» **Work order**
Type out the data again. Keep every line exactly the same.

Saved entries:

-=-=-=-=-

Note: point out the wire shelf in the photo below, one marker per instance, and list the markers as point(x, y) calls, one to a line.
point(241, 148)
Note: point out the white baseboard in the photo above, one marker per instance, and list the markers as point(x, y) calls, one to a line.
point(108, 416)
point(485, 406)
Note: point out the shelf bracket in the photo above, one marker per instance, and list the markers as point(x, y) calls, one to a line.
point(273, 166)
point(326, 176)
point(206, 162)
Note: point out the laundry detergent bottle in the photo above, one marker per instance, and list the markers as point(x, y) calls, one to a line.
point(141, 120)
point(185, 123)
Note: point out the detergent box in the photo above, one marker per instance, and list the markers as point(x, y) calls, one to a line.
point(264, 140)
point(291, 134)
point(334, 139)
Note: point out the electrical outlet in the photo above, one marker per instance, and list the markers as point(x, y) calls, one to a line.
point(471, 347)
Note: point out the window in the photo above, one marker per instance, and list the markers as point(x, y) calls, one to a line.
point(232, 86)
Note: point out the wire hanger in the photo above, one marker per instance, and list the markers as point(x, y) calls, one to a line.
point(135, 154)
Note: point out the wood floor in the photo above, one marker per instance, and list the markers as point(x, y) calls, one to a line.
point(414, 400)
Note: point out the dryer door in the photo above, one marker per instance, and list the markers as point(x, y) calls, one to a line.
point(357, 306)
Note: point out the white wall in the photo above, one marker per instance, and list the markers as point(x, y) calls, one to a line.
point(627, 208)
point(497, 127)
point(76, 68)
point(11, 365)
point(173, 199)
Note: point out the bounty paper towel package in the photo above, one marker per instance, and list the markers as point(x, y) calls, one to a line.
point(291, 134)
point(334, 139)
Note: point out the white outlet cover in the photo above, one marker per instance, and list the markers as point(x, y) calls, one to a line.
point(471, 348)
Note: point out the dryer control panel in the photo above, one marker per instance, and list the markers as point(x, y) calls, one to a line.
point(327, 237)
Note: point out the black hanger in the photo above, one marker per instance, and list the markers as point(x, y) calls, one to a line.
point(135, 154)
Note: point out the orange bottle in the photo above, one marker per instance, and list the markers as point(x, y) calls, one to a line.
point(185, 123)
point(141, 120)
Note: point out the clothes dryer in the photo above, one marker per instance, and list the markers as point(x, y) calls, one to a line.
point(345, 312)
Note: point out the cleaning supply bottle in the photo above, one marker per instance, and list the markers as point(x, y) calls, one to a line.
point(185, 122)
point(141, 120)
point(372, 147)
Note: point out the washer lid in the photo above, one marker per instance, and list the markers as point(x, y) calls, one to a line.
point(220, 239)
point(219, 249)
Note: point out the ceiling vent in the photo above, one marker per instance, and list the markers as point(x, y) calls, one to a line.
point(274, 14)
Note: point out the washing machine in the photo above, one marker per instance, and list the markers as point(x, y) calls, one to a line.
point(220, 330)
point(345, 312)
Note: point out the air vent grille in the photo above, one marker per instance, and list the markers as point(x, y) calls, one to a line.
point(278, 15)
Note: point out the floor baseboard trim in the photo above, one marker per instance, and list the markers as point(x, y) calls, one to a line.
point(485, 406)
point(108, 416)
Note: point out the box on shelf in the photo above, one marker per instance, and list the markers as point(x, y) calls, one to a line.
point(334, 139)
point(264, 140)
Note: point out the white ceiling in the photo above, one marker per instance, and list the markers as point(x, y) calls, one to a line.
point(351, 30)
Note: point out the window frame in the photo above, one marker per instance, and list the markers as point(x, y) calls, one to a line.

-=-=-=-=-

» **Result for this exercise**
Note: point out the wire shelf in the photo below, one marker per instance, and list the markers as point(x, y) calls, one to a line.
point(241, 148)
Note: point out the white baseboard in the photo above, one marker per instance, and list the markers as point(x, y) calls, one to a line.
point(108, 416)
point(485, 406)
Note: point out the shelf bracket in the photo above, one marker per instance, and list the markers as point(x, y) calls, one to a line.
point(273, 166)
point(326, 176)
point(206, 162)
Note: point out the laundry detergent bottle in the photo above, one marker per instance, and list the markers as point(x, y) calls, one to a line.
point(141, 120)
point(185, 123)
Note: point out the detergent box in the photo above, one marker per instance, and list the markers as point(x, y) calls, one to a line.
point(264, 140)
point(291, 134)
point(334, 139)
Note: point out the electrical outlet in the photo above, one marker per instance, and list the markers as point(x, y) calls, one to a line.
point(471, 347)
Note: point out the window in the photo above, one marker per instance, and list the markers as point(x, y) calls, one to a line.
point(232, 86)
Note: point out the wire hanger in the photo above, one marker per instance, and list the markers as point(x, y) calls, one to a line.
point(135, 154)
Note: point out the wood floor in the photo above, one marker per instance, and list the markers as point(x, y) calls, one to a line.
point(414, 400)
Note: point out the dryer door in the photo above, one marker per instance, and list the markers as point(x, y) calls, one to a line.
point(357, 306)
Note: point out the white wall in the photo above, one marker per instance, and list the markers as point(x, y) calls, one to a line.
point(627, 208)
point(497, 127)
point(76, 68)
point(11, 365)
point(173, 199)
Note: point out the bounty paper towel package in the photo above, one marker per instance, and list the markers as point(x, y) calls, one to a line.
point(291, 134)
point(334, 139)
Note: point out the white outlet cover in the photo above, one marker per instance, and list the markers as point(x, y) calls, one to a line.
point(471, 348)
Note: point out the dryer control panel in the photo above, one marker per instance, and list the markers as point(x, y) calls, one to a line.
point(327, 237)
Note: point out the black hanger in the photo above, one marker per instance, and list the markers as point(x, y) calls, one to a line.
point(135, 154)
Note: point out the orange bottle in the photo above, one marker per instance, and list the markers as point(x, y) calls, one to a line.
point(185, 123)
point(141, 120)
Note: point out the clothes dryer in the photo above, one marker per instance, and list the markers as point(x, y) calls, one to a line.
point(345, 312)
Note: point out the cleaning supply bottle in the photo above, one marker per instance, and list the markers as point(x, y) calls, one to a line.
point(185, 122)
point(141, 120)
point(372, 147)
Note: point out the washer lid in the photo above, one marker per instance, and list the markers as point(x, y) calls, one to a line.
point(220, 239)
point(219, 249)
Note: point out the ceiling vent in the photo above, one marker per instance, and list the markers as point(x, y) calls, one to a line.
point(274, 14)
Note: point out the washing machine in the photo above, one marker per instance, and list the markers as point(x, y) calls, one to a line.
point(220, 330)
point(345, 312)
Note: point out the air vent grille in the photo above, one marker per instance, and list the markers as point(x, y) calls, one to a line.
point(278, 15)
Note: point out the floor baseboard trim in the photo above, one marker per instance, and list the markers as point(x, y) calls, one to a line.
point(485, 406)
point(108, 416)
Note: point out the box on shelf in the photo above, one marker per instance, and list the markers as point(x, y) calls, one to a line.
point(334, 139)
point(264, 140)
Note: point out the white ceiling in the photo above, one marker per instance, and list the markers as point(x, y) calls, one to a line.
point(351, 30)
Note: point out the window frame in the photo above, one marker per instance, and list the markers as point(x, y) calls, one to a line.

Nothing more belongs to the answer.